- **Exercise details**: Repeat word for word the line with "point: the glass" and every line after it until the records below run out.

- **Records to process**:
= = =
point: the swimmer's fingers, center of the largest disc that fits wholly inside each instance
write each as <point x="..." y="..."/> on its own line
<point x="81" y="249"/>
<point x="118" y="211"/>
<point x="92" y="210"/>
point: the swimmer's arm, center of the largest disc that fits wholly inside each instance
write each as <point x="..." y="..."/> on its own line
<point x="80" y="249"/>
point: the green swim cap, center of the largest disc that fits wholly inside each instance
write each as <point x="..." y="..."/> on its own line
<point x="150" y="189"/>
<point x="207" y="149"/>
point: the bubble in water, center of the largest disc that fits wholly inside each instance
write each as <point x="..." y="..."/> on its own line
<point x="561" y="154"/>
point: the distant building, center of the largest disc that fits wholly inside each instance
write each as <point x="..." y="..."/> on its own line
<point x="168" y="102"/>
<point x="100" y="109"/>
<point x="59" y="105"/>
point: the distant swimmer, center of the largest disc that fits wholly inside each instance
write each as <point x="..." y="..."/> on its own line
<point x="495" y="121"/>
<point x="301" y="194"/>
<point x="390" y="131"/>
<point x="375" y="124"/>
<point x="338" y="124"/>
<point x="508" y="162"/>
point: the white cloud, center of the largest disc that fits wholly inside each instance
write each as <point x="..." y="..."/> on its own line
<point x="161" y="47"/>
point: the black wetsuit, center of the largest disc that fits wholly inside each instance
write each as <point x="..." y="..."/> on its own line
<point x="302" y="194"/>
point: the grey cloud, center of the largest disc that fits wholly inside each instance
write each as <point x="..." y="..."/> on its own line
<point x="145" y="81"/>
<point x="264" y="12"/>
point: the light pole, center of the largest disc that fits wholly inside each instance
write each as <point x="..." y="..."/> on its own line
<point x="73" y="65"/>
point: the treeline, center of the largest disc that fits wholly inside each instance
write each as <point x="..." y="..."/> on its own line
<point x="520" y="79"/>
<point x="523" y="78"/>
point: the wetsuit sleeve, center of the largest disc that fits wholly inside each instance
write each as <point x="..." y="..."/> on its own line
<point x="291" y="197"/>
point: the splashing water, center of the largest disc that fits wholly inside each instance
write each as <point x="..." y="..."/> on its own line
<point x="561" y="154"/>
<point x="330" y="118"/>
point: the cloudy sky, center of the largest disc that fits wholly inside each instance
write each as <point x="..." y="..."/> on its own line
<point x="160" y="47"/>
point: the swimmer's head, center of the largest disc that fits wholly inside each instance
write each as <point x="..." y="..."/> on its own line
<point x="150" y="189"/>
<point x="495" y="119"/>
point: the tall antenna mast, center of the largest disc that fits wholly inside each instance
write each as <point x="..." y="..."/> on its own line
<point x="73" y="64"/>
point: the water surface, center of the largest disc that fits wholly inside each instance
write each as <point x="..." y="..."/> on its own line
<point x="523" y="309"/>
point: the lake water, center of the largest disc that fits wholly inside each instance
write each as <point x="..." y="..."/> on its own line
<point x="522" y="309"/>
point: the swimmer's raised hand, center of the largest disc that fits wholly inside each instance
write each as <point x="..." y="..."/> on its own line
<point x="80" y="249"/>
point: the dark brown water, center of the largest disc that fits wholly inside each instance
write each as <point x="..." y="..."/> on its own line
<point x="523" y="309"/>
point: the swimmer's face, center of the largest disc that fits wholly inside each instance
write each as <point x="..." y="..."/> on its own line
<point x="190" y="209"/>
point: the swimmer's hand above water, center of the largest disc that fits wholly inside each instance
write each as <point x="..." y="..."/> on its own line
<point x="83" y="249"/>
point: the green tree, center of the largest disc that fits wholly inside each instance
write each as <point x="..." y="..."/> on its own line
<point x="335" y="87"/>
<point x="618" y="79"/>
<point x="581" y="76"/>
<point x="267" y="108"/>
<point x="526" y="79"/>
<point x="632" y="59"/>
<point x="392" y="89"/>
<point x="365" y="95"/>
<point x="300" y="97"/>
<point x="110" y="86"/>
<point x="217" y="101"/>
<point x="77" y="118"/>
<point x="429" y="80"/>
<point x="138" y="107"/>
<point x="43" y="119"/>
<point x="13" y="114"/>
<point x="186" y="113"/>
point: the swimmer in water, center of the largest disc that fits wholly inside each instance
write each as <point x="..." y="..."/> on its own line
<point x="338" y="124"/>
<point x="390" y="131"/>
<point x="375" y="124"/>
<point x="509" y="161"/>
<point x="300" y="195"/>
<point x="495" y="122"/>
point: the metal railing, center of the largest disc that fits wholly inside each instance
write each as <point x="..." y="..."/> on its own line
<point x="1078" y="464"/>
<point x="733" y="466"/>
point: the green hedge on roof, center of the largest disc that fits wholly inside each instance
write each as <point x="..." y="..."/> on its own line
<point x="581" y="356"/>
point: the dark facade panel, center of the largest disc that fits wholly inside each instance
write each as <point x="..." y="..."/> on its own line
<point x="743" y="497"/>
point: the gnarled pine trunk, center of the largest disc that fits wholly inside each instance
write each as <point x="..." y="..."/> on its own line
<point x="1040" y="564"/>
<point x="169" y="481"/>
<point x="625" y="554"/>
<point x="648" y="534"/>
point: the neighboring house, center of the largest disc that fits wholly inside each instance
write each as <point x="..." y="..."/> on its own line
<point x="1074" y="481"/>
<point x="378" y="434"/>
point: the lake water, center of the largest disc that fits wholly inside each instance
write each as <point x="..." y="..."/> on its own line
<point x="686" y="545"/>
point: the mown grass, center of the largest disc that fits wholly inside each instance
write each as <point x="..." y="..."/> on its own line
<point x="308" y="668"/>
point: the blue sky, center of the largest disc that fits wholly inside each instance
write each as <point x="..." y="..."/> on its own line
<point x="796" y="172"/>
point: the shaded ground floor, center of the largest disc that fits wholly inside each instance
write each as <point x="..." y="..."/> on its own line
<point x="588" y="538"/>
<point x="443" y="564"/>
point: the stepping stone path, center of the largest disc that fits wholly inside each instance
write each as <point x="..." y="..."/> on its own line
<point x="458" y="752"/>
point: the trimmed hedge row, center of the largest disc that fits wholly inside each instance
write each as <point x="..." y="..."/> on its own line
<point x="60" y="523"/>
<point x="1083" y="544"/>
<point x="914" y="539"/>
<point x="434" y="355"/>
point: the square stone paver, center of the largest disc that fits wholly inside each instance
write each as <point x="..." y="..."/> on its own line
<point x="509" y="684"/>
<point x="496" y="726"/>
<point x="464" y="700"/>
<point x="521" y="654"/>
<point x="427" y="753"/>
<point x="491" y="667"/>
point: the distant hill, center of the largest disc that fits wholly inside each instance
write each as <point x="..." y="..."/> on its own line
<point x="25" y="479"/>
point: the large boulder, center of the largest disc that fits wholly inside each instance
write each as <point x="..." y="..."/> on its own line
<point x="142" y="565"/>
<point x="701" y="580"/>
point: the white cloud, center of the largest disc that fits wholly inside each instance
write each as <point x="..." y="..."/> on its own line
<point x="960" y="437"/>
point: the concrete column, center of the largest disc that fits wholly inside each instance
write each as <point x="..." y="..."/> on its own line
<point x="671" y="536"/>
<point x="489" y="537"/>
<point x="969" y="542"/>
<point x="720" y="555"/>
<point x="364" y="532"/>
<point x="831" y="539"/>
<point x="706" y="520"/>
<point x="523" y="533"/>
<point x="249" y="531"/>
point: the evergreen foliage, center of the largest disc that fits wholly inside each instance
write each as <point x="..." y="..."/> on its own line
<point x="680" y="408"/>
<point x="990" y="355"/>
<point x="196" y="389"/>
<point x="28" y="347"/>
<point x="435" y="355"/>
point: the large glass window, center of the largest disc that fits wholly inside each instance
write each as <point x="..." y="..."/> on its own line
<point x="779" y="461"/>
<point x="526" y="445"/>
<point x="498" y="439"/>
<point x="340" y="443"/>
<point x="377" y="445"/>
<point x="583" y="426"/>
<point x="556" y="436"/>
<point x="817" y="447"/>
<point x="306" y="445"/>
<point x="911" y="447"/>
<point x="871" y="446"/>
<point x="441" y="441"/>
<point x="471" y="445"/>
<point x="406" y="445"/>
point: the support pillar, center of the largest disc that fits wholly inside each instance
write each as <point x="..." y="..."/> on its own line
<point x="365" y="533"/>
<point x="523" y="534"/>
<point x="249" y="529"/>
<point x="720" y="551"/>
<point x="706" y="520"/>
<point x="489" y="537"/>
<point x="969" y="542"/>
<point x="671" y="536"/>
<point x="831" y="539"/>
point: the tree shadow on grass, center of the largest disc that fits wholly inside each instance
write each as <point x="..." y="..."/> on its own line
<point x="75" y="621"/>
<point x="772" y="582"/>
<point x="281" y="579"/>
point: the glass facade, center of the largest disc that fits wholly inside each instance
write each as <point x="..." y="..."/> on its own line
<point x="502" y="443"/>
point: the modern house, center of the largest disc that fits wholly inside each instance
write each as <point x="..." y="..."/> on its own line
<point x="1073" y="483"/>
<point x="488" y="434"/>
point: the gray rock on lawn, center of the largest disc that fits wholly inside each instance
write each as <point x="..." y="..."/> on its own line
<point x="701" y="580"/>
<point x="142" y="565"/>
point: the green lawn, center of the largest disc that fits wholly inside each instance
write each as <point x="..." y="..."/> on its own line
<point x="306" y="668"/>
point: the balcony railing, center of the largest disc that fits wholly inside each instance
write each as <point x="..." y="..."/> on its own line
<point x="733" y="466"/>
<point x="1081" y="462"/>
= = =
- **Problem solution**:
point: the glass facade, center of the largest disc that fits wholly inside each instance
write each as <point x="..." y="..."/> on its own line
<point x="502" y="443"/>
point: the modern house, center of the largest disc that fits wholly inside each instance
write each as <point x="..." y="..."/> on its own line
<point x="1073" y="483"/>
<point x="488" y="434"/>
point: the gray rock on lawn, center of the largest disc that fits wholly inside each instance
write each as <point x="..." y="..."/> on its own line
<point x="701" y="580"/>
<point x="142" y="565"/>
point: the green lawn, center of the largest disc that fits wholly inside each instance
write each as <point x="..." y="..."/> on its own line
<point x="306" y="668"/>
point: the balcony railing, center of the largest disc that fits wholly inside each instance
write each as <point x="..." y="..."/> on its own line
<point x="733" y="466"/>
<point x="1081" y="462"/>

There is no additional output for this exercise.